→ PAGE TEXT
::::::::::

Firefox and resource limits

There was one series of web challenges that were different from the other challenges: web/teemos-secret and web/teemos-secret-v2 by Chara. Unlike others, these used Firefox admin bots over the standard Chrome as they relied on Firefox-specific behavior.

The first teemos-secret was deployed at around 19:20 PST. For several hours, everything ran fine, until around 05:18 PST the next day where I (jayden) noticed the challenge VM died. I was the only infra admin online at the time, so it was up to me to fix this.

The reason the challenge VM “died” was due to a player’s exploit causing Firefox RAM usage to balloon out of control. Once Firefox ate up all the RAM on the system, it became unresponsive. The OOM killer is supposed to kill the process eating up the most RAM on the system, however due to certain factors such as memory pressure severity, or thrashing (when the system spends a lot of time swapping to disk), it can take a very long time.

Two main factors significantly increased the time it took to resolve this issue:

First, I was unfamiliar with the deployer setup (written by ani and voxal), meaning I had to quickly familiarize myself with the deployer and setup while responding to the incident. Also, I had to do most of it from my phone 🤯

Second, while we frantically moved from GCP to AWS (see GCP ), I forgot to give the new challenge VM an “elastic” (static) IP. The deployer authenticates with the Docker API using a peer certificate that has the challenge VM’s IP as the Subject Alternative Name (SAN). Due to this, every time the VM’s IP changed, it failed to authenticate, causing me to have to reissue the cert and update it in the configs. After the first force-stop and start, I gave it a static IP, so subsequent redeploys were faster.

::::::::::

→ DIRECTIONS
- a) According to the text on Firefox and resource limits, at about what time was the first teemos-secret deployed?
- b) Reproduce the part of the text on Firefox and resource limits starting at "Two main factors" and ending at "redeploys were faster.".

→ DATA SHOWN
::::::::::

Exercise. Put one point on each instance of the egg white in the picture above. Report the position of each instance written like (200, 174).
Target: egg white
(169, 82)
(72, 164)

::::::::::

→ ANSWERS
- a) Around 19:20 PST.

- b)
Two main factors significantly increased the time it took to resolve this issue:

First, I was unfamiliar with the deployer setup (written by ani and voxal), meaning I had to quickly familiarize myself with the deployer and setup while responding to the incident. Also, I had to do most of it from my phone 🤯

Second, while we frantically moved from GCP to AWS (see GCP ), I forgot to give the new challenge VM an “elastic” (static) IP. The deployer authenticates with the Docker API using a peer certificate that has the challenge VM’s IP as the Subject Alternative Name (SAN). Due to this, every time the VM’s IP changed, it failed to authenticate, causing me to have to reissue the cert and update it in the configs. After the first force-stop and start, I gave it a static IP, so subsequent redeploys were faster.